→ **STATED GOAL**
Pull out each line in the material below that contains the string "rocky", treating uppercase and lowercase letters as different.

→ **EXTRACTED INFORMATION**
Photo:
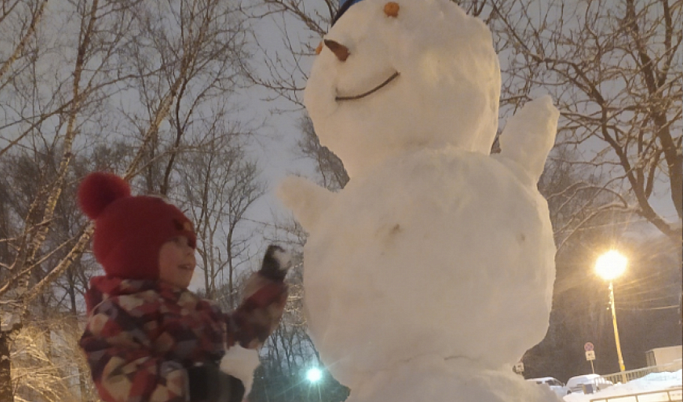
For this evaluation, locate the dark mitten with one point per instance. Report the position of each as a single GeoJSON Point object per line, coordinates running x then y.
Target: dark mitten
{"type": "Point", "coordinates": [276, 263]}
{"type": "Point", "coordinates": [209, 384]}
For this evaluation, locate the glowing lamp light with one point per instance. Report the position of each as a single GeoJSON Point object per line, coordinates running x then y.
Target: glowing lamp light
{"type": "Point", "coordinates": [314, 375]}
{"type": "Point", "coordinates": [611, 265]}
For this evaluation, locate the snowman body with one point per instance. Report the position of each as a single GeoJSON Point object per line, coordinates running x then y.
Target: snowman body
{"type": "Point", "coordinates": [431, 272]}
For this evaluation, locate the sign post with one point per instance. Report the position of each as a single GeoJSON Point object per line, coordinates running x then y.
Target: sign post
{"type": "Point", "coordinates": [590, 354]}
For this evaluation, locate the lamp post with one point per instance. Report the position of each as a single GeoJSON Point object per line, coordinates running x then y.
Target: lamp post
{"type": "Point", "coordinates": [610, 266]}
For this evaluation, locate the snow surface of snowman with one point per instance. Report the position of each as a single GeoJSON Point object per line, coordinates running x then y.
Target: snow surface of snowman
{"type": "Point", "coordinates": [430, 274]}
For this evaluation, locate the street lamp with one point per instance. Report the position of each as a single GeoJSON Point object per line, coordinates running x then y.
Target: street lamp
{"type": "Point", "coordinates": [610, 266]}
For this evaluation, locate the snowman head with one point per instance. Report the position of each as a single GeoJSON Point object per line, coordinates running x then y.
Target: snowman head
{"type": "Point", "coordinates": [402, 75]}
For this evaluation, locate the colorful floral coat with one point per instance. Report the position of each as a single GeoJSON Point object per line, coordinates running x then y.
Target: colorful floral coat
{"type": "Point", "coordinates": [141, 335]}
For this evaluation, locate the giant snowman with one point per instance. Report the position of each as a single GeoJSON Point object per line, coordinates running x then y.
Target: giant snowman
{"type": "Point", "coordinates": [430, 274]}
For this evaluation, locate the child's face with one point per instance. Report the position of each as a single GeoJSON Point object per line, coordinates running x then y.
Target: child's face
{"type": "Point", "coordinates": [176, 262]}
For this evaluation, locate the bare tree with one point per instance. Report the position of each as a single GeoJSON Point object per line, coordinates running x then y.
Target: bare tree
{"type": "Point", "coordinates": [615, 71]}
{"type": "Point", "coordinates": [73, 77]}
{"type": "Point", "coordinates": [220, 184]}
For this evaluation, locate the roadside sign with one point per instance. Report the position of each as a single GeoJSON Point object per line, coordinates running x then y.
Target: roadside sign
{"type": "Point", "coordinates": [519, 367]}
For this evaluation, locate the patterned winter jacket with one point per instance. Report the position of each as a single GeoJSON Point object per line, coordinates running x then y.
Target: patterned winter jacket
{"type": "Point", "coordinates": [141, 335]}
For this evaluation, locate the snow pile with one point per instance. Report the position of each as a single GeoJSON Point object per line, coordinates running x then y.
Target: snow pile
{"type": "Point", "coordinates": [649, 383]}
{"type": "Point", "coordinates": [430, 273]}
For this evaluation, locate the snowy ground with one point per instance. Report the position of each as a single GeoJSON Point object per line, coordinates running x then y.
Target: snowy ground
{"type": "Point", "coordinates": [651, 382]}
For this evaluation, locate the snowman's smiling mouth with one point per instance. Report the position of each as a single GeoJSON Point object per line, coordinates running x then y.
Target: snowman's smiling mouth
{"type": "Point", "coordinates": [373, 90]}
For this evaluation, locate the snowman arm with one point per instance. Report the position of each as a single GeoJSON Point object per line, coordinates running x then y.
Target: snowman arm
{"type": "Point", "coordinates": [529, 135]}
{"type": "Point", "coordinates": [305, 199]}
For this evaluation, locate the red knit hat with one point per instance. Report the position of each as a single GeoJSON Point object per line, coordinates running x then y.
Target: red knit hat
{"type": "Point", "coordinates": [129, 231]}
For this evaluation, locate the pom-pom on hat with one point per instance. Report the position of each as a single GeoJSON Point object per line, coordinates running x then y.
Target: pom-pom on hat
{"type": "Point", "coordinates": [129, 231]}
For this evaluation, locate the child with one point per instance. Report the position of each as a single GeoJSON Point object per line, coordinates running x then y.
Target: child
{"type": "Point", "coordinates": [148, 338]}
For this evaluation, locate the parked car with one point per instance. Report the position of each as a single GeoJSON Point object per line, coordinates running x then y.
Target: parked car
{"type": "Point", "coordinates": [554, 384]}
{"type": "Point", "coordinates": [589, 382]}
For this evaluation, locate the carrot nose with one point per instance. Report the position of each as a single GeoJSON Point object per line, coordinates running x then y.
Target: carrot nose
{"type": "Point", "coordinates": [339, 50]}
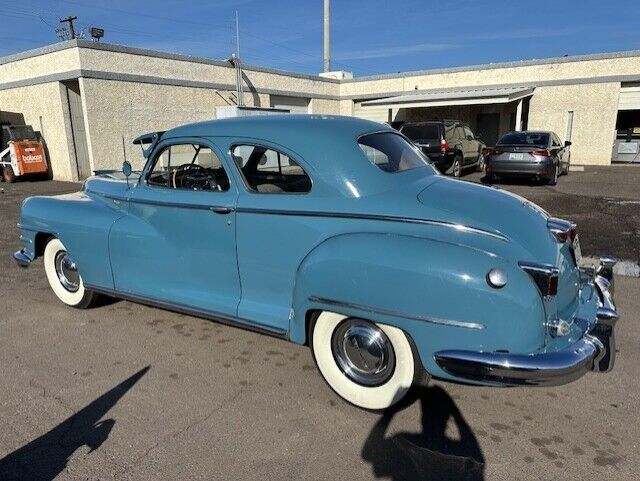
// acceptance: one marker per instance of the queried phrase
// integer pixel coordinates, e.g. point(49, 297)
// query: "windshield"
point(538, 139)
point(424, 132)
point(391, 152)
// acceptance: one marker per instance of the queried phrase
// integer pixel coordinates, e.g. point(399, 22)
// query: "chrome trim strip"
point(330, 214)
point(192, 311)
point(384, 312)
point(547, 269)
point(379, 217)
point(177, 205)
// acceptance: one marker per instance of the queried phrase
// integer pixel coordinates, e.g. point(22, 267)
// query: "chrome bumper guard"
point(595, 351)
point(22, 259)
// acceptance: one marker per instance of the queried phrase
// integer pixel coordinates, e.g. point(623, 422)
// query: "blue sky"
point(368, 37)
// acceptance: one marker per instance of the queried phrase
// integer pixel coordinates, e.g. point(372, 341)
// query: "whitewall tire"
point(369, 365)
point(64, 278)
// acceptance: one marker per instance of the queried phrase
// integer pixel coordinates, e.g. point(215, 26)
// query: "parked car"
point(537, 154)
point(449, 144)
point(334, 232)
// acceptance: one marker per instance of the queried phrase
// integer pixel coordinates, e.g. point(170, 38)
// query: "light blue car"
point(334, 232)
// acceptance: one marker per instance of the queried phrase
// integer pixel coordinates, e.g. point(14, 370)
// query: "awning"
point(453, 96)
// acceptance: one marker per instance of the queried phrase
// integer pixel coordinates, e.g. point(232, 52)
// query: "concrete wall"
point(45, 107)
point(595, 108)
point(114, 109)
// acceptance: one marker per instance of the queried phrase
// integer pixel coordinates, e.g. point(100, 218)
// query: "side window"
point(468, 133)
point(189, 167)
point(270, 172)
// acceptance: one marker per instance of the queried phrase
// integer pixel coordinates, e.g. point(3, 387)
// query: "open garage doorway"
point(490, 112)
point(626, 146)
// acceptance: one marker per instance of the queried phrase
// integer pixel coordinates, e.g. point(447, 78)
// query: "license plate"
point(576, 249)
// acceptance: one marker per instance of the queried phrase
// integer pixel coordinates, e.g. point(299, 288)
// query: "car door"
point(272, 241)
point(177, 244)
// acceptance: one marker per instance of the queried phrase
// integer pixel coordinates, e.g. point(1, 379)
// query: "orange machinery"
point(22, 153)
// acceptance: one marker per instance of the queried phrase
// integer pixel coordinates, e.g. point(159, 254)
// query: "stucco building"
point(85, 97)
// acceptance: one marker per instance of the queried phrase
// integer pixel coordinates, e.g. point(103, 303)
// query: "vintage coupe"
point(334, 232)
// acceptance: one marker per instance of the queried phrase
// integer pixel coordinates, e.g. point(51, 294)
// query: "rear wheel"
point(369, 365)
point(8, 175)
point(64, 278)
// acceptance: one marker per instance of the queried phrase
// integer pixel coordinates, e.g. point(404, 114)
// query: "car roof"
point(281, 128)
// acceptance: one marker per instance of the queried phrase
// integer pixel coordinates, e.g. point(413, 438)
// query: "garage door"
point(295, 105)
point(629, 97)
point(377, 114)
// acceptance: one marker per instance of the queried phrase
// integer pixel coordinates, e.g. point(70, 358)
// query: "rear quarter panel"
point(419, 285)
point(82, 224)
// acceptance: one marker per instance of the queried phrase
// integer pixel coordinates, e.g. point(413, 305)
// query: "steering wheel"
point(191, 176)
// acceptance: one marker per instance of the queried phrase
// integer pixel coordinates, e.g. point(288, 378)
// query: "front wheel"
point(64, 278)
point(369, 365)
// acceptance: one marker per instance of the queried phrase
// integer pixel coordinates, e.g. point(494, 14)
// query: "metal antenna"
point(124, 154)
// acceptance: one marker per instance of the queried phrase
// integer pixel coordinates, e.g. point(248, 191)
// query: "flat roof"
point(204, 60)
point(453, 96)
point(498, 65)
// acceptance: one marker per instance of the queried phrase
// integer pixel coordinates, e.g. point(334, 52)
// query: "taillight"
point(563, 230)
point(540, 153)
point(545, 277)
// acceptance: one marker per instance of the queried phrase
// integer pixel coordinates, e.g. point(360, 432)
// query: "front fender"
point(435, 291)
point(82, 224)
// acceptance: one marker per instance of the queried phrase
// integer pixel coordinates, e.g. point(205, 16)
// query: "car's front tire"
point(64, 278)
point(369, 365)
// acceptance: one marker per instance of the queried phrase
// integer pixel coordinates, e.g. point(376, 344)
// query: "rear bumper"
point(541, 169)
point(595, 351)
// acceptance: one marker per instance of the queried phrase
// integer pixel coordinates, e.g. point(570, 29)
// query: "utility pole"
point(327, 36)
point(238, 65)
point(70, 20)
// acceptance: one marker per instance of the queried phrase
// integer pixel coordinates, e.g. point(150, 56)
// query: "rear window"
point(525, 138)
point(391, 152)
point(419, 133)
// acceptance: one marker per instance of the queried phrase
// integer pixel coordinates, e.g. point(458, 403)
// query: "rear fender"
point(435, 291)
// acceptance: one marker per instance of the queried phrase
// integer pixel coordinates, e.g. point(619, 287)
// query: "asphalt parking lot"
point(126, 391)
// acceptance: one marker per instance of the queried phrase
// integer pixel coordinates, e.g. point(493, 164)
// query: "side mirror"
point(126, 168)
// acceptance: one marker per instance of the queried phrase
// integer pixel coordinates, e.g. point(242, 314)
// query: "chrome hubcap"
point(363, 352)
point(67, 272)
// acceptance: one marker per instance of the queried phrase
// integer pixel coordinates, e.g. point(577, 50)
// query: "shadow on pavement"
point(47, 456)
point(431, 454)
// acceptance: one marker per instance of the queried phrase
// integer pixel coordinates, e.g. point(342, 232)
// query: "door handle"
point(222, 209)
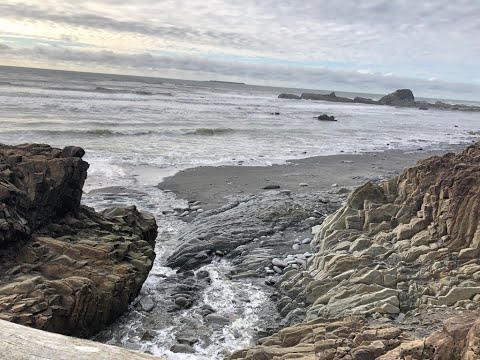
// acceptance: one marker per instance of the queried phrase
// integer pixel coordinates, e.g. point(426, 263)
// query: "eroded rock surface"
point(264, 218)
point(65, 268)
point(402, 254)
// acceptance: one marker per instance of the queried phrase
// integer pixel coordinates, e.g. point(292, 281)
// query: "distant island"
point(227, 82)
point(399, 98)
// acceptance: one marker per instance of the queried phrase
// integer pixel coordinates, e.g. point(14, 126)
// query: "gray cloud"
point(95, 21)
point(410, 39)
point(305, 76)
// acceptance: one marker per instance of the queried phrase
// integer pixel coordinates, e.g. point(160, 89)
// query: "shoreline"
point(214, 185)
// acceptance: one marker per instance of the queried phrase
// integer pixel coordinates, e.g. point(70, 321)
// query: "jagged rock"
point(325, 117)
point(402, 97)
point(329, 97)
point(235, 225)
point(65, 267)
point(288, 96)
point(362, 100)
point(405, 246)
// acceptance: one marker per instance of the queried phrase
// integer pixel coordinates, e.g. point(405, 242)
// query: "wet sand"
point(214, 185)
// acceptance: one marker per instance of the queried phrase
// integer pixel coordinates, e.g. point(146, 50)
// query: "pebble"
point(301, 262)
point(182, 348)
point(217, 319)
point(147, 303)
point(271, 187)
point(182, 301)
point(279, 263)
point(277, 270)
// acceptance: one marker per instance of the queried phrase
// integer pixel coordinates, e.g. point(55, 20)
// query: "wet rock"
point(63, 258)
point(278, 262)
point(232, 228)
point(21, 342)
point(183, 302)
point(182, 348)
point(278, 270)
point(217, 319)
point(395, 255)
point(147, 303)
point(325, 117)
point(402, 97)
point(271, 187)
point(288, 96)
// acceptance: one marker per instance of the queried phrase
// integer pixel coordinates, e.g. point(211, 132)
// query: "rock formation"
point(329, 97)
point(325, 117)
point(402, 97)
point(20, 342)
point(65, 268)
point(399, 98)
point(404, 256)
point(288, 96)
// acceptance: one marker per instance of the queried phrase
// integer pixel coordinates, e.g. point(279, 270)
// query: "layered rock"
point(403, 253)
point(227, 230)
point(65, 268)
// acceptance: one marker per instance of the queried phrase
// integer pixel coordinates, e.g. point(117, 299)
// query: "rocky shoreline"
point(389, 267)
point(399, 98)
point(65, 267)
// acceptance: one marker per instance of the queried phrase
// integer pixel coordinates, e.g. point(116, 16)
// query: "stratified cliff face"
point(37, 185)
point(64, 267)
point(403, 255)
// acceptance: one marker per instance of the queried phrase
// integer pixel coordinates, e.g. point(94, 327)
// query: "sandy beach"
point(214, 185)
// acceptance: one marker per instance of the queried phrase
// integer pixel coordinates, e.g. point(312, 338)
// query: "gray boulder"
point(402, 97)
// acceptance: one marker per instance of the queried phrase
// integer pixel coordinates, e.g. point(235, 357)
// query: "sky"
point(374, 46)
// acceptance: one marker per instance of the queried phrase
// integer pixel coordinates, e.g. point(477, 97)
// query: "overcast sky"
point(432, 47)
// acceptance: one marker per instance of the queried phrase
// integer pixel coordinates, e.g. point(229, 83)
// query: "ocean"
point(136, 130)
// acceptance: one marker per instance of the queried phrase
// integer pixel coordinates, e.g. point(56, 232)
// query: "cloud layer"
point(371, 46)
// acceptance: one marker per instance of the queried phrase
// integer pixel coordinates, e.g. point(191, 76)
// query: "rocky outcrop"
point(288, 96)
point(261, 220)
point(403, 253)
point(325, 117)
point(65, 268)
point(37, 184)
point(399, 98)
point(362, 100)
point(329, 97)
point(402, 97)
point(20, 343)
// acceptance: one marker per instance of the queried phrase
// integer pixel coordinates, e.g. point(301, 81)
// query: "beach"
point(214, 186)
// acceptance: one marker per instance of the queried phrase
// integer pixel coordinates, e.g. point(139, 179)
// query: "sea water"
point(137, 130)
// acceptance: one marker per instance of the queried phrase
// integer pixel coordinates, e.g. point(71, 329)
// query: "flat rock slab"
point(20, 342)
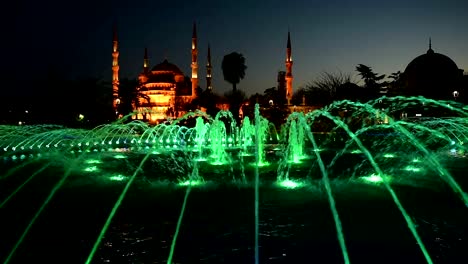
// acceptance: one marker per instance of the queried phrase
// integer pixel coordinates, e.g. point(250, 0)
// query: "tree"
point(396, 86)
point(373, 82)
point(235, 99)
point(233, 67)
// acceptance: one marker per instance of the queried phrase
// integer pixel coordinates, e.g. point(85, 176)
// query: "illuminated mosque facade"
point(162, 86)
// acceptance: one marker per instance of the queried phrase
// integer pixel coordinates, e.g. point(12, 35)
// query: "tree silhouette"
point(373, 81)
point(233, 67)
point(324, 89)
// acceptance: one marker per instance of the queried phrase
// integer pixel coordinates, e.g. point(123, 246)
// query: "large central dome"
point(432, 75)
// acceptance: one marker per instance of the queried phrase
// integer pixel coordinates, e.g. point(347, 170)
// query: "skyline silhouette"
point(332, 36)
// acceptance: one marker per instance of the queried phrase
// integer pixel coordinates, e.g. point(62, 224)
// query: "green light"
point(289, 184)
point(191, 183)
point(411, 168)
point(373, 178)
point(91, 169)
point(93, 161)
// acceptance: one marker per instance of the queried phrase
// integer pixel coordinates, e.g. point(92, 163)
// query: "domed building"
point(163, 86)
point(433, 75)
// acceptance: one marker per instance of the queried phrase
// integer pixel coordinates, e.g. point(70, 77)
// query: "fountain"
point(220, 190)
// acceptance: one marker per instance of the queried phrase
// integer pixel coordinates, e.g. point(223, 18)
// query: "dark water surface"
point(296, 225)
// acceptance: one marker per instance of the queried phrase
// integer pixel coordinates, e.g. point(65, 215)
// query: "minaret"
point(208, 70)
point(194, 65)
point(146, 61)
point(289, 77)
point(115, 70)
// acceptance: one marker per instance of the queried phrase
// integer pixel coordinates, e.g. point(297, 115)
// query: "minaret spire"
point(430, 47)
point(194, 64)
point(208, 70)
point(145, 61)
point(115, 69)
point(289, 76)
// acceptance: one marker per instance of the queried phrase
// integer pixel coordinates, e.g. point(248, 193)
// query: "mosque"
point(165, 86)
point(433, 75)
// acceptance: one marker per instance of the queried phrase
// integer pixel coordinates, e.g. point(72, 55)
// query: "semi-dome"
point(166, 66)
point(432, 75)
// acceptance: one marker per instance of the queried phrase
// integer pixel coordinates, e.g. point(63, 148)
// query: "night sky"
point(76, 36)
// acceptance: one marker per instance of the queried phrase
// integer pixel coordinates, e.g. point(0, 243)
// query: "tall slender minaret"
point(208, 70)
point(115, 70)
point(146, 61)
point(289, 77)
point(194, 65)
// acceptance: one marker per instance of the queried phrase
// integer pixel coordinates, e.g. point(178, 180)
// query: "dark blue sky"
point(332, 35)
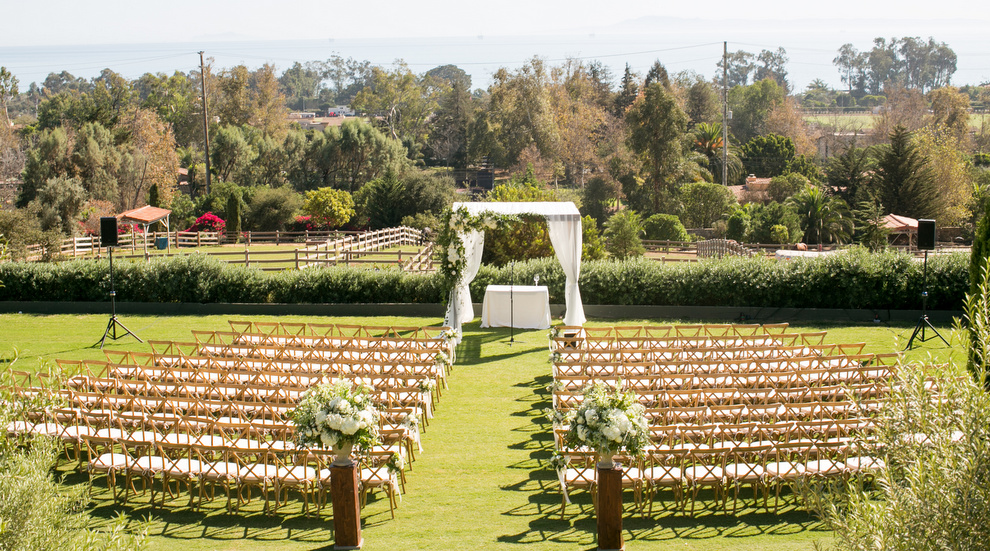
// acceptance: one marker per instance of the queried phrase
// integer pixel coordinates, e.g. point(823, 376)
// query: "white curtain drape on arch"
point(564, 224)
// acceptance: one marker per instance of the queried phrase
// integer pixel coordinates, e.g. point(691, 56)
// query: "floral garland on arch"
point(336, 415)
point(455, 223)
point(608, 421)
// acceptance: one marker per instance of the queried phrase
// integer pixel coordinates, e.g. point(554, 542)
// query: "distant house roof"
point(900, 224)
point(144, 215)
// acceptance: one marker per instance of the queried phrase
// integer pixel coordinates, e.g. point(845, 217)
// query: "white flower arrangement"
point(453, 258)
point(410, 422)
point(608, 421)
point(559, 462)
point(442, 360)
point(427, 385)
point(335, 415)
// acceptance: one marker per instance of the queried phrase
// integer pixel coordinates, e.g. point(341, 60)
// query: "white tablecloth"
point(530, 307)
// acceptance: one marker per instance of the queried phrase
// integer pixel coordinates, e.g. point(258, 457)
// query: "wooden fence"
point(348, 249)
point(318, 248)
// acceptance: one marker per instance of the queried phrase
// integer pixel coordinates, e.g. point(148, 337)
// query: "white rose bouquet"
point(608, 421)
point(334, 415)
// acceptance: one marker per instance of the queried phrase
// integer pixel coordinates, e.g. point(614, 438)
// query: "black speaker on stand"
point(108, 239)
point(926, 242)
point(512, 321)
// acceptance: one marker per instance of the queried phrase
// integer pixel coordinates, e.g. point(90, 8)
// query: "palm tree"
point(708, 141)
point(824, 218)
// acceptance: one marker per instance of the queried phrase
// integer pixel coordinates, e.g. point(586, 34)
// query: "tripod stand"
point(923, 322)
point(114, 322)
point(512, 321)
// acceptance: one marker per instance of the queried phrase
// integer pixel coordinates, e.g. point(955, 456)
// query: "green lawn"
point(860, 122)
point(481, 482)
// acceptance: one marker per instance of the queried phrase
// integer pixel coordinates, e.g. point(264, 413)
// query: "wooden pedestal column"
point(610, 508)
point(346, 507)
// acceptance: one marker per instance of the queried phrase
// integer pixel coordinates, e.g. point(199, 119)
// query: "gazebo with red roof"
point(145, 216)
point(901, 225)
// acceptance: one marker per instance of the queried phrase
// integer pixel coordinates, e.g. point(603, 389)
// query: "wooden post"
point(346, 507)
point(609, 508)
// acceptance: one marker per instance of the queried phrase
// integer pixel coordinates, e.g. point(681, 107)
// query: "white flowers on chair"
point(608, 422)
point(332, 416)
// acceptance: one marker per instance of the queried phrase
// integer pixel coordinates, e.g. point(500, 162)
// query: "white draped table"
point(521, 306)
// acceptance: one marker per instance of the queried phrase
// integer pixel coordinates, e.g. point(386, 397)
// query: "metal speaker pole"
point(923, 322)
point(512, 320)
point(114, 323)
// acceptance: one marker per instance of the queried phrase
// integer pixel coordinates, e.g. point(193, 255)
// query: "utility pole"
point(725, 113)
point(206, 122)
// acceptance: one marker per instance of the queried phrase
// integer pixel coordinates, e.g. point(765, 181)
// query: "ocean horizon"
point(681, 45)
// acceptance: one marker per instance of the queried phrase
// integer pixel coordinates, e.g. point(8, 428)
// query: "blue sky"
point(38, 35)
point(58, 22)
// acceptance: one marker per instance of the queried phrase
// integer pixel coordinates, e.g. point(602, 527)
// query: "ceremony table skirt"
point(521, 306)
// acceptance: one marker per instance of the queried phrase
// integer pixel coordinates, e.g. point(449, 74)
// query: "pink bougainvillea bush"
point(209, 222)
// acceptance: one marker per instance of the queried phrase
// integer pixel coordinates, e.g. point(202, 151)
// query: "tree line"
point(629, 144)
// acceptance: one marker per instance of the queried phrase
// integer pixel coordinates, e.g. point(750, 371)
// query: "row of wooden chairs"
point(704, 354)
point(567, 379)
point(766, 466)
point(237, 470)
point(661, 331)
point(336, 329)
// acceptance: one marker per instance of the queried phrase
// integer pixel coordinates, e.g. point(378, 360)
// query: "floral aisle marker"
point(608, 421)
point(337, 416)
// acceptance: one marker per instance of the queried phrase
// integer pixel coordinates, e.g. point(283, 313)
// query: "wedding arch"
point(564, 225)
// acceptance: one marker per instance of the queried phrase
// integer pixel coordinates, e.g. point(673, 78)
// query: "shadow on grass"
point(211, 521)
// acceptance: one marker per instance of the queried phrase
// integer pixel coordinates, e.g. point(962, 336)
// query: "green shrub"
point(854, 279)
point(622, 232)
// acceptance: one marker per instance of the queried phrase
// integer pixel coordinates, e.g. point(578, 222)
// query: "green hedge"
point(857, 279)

→ **COMPLETE ANSWER**
// query: "rocky shoreline"
// query: "rocky outcrop"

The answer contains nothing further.